▶ _Problem to work on_:
Please reproduce every line of the material below word for word, leaving out the pictures.
# START OF Data listing
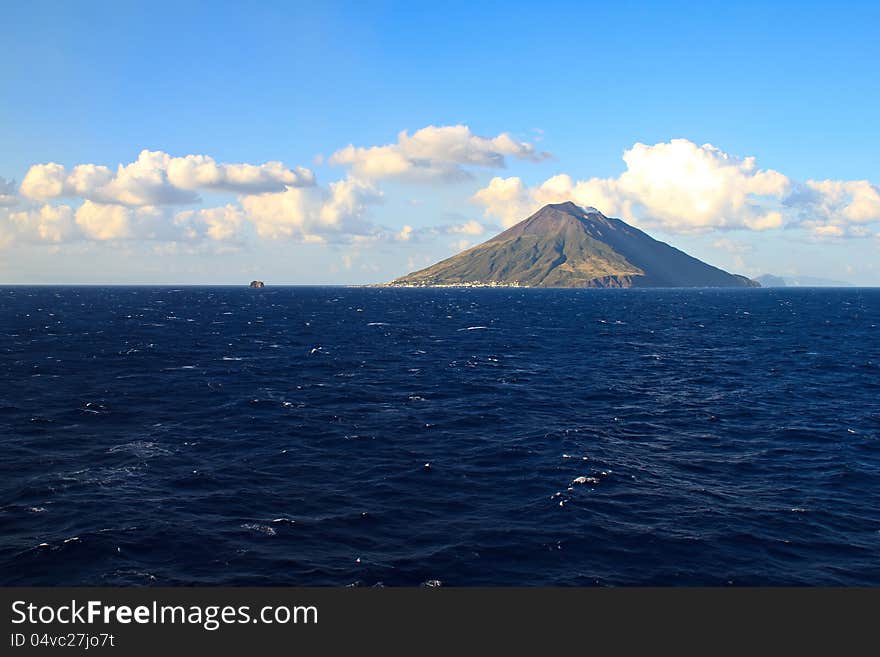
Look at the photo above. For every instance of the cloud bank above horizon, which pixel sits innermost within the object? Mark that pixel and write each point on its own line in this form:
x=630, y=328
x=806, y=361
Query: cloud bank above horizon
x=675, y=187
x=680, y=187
# END OF Data listing
▶ _Solved exercise_:
Look at the photo above. For every instance of the cloud bank above horizon, which pixel sits innermost within the object? Mark that pixel and write each point on its own line in this form:
x=630, y=328
x=806, y=361
Query: cloud bank above horizon
x=675, y=187
x=680, y=187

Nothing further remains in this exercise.